Entries from an annotation dataset:
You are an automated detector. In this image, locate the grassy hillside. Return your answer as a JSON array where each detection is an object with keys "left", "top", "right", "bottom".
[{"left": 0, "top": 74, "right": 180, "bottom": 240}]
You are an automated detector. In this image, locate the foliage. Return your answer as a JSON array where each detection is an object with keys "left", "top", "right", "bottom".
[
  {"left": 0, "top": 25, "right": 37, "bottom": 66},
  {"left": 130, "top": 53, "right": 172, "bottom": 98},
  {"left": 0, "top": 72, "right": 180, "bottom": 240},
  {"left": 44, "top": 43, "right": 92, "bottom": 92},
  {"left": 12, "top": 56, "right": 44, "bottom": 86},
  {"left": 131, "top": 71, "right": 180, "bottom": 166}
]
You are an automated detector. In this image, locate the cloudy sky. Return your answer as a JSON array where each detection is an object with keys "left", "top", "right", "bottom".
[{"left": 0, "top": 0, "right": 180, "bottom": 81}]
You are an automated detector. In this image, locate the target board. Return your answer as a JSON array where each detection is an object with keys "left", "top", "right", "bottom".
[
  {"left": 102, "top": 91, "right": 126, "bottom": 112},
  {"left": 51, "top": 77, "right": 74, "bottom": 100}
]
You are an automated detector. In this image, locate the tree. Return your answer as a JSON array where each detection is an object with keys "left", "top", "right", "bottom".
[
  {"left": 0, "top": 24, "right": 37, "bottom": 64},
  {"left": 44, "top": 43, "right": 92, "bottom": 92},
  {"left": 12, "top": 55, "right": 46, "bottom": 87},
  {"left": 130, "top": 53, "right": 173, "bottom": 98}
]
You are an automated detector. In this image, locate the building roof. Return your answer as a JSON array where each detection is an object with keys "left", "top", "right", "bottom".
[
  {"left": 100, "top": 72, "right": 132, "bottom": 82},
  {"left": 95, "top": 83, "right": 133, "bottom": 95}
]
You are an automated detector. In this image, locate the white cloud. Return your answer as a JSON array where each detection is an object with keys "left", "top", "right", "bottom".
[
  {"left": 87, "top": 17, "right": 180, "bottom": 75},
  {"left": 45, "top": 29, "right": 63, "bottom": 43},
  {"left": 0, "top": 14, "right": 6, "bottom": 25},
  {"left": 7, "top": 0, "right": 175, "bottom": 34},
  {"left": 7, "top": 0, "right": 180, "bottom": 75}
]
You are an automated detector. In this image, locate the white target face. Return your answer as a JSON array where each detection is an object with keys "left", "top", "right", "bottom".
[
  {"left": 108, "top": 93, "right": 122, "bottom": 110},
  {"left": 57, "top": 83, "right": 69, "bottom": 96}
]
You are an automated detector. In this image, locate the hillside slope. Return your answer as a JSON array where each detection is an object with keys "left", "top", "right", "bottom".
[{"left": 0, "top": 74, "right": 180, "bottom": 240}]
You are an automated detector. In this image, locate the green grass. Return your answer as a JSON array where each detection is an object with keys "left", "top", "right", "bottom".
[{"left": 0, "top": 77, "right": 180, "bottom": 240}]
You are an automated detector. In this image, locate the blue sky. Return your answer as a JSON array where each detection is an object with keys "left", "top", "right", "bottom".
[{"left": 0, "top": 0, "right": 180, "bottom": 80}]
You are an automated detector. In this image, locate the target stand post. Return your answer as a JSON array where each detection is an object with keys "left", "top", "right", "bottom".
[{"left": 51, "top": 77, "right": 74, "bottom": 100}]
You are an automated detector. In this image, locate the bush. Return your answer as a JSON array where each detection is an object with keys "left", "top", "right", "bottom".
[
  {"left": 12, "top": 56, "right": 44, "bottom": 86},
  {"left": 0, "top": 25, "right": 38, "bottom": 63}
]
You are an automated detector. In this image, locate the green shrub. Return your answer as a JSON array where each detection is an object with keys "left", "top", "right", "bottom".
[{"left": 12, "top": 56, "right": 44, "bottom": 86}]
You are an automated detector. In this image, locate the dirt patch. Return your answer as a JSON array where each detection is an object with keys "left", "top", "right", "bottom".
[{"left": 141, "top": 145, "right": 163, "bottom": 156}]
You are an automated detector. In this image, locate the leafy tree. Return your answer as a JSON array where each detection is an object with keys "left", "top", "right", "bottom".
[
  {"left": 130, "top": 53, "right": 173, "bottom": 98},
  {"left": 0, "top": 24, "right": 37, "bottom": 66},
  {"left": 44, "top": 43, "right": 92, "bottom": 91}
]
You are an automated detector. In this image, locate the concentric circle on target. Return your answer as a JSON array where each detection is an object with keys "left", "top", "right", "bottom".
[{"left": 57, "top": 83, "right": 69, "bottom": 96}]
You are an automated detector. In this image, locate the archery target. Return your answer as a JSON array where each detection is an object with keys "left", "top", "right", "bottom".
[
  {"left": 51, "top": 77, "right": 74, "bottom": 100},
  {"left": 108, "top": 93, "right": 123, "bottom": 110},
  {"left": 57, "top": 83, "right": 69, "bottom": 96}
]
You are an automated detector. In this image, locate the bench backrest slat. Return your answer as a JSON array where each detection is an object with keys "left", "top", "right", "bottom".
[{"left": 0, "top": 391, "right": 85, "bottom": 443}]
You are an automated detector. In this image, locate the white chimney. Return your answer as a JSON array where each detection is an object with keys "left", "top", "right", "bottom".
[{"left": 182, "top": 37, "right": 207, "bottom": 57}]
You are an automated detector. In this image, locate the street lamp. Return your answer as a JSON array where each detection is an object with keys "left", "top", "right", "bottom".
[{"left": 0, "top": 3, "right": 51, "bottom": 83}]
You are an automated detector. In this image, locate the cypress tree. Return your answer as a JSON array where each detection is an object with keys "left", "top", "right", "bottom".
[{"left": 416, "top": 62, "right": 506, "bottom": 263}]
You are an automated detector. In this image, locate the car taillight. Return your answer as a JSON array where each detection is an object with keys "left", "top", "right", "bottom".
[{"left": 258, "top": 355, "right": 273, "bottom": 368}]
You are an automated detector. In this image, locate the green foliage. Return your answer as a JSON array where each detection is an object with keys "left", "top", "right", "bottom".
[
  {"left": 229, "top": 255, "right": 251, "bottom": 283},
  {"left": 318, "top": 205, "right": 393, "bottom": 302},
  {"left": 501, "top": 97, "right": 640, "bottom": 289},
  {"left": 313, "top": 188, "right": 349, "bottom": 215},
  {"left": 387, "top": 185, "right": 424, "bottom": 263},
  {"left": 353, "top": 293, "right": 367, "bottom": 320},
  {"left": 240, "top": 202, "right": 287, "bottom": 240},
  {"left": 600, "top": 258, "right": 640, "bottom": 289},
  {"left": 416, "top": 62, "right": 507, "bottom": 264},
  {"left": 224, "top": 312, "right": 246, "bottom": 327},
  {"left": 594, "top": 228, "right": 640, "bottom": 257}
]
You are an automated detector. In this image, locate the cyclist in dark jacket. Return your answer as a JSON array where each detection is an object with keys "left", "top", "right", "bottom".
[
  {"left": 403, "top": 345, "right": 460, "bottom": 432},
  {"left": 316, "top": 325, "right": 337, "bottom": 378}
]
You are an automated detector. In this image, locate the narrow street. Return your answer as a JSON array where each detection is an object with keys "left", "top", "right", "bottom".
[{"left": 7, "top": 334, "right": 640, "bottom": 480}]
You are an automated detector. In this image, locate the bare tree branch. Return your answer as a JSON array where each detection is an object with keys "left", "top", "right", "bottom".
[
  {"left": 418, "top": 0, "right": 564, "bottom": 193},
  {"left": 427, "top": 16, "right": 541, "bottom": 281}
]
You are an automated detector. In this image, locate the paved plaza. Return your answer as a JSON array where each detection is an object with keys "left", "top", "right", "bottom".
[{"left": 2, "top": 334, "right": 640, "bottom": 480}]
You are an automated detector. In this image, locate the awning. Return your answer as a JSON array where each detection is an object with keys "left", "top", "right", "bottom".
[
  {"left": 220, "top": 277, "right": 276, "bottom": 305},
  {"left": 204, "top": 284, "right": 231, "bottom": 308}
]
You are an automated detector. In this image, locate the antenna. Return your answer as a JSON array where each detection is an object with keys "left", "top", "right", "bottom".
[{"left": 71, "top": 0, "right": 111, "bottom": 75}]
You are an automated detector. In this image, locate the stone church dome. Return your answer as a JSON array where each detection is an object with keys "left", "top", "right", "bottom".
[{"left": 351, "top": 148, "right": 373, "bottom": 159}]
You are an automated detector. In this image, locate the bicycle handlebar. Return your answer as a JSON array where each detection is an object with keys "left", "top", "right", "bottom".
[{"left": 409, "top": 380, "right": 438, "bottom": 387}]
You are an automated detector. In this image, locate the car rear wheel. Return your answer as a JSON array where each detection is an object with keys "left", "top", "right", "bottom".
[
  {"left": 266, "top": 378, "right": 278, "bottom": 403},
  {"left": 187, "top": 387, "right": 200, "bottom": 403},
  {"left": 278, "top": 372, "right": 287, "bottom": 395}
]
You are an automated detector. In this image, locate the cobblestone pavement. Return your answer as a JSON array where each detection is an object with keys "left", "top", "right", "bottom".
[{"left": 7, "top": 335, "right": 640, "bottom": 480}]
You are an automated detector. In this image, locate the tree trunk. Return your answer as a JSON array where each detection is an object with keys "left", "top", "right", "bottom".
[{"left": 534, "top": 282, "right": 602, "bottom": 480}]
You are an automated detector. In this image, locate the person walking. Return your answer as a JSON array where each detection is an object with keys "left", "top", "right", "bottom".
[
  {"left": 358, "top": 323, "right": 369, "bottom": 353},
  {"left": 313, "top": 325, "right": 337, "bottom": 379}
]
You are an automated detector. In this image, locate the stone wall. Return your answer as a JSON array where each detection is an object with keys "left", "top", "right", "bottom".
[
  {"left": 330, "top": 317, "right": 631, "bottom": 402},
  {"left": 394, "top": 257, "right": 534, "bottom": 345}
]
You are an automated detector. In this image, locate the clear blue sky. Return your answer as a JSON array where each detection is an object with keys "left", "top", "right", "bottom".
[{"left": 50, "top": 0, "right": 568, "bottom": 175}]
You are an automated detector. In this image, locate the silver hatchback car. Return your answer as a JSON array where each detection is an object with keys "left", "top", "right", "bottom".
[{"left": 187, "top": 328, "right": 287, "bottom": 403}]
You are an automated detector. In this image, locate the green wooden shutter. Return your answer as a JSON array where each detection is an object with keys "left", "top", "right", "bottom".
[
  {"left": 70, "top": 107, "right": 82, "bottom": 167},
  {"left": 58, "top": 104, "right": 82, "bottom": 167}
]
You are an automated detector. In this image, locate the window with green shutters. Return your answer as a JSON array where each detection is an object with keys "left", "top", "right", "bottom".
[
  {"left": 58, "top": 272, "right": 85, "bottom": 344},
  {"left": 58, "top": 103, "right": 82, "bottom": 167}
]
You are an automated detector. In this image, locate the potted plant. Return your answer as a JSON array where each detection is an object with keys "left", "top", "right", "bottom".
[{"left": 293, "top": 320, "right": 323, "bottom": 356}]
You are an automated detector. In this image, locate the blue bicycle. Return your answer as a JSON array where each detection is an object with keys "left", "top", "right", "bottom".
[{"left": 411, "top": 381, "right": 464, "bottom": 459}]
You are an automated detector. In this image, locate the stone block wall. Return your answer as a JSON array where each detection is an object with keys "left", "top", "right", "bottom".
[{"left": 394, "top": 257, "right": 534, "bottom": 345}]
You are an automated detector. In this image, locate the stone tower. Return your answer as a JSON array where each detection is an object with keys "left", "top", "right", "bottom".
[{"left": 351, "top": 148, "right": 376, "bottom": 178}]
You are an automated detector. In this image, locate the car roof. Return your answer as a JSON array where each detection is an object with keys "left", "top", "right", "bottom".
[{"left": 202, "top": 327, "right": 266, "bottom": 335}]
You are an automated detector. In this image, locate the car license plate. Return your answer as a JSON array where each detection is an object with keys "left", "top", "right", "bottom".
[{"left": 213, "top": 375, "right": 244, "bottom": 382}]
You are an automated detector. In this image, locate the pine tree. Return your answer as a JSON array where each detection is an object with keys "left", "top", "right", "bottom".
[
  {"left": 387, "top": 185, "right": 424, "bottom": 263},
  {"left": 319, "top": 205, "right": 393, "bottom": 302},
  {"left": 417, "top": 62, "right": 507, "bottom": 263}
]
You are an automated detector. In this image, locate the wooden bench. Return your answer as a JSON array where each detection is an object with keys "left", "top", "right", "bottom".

> **Directions**
Find the line that contains "You are an automated detector. In this image, locate the pine". Repeat it and every line after it, exactly as written, up to and including the last line of the records above.

> **Task output**
You are an automated detector. In this image, locate the pine tree. Return your answer as a JSON array where each detection is an object with keys "left", "top", "right", "bottom".
[
  {"left": 387, "top": 185, "right": 424, "bottom": 263},
  {"left": 319, "top": 205, "right": 393, "bottom": 302},
  {"left": 417, "top": 62, "right": 507, "bottom": 263}
]
You are an automated detector. In this image, locate the wooden bench. Return your answer as a JSON array where each detection is an object with keys "left", "top", "right", "bottom".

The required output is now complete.